>> begin Entries

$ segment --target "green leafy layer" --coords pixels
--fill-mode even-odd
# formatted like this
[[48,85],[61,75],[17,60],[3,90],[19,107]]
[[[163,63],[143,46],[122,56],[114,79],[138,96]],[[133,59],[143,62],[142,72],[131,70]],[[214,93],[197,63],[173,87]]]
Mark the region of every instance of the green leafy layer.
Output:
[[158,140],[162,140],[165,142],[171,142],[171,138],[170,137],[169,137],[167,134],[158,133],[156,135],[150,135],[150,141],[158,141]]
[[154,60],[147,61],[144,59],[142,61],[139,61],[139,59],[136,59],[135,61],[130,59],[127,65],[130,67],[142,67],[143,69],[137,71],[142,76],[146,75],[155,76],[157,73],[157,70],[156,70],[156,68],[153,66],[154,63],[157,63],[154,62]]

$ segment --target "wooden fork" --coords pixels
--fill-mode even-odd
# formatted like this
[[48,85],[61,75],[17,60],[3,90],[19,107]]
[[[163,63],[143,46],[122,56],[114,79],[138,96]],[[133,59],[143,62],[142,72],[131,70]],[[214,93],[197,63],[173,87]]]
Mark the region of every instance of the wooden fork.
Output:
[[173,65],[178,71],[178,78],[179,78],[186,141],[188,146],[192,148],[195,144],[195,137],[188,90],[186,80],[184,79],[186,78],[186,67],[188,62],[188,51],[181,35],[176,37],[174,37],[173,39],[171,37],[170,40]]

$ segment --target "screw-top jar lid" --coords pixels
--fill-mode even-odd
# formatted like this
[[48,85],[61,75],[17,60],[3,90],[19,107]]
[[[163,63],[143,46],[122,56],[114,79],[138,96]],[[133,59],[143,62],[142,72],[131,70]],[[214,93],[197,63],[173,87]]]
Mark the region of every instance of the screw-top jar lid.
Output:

>> end Entries

Request:
Transcribe every entry exactly, omitting nothing.

Finished exercise:
$ segment --target "green leafy layer" --coords pixels
--fill-mode even-odd
# formatted like this
[[48,85],[61,75],[17,60],[3,90],[19,107]]
[[[163,63],[143,46],[122,56],[114,79],[138,96]],[[133,59],[143,62],[142,72],[131,70]],[[214,93],[197,63],[173,87]]]
Mark the region of every instance of the green leafy layer.
Output:
[[158,140],[162,140],[165,142],[171,142],[171,138],[170,137],[169,137],[167,134],[158,133],[156,135],[150,135],[150,141],[158,141]]
[[154,60],[147,61],[144,59],[142,61],[139,61],[139,59],[136,59],[135,61],[130,59],[127,65],[130,67],[142,67],[143,69],[137,71],[142,76],[146,75],[155,76],[157,73],[157,70],[156,70],[156,68],[153,66],[154,63],[157,63],[154,62]]

$ segment --target "wooden fork" --coords pixels
--fill-mode even-odd
# formatted like this
[[48,85],[61,75],[17,60],[3,90],[19,107]]
[[[163,63],[143,46],[122,56],[114,79],[138,96]],[[133,59],[143,62],[142,72],[131,70]],[[214,93],[197,63],[173,87]]]
Mark the region of every instance of the wooden fork.
Output:
[[173,65],[178,71],[178,78],[179,78],[186,141],[188,146],[192,148],[195,144],[195,137],[188,90],[186,80],[184,79],[186,78],[186,67],[188,62],[188,51],[181,35],[176,37],[174,37],[173,39],[171,37],[170,40]]

$ segment --target "screw-top jar lid" --coords pixels
--fill-mode even-odd
# formatted like this
[[48,85],[61,75],[17,60],[3,90],[19,107]]
[[[163,63],[143,46],[122,56],[114,79],[138,96]],[[133,59],[143,62],[142,72],[131,70]],[[214,93],[197,63],[173,87]]]
Mark the region of every instance of the screw-top jar lid.
Output:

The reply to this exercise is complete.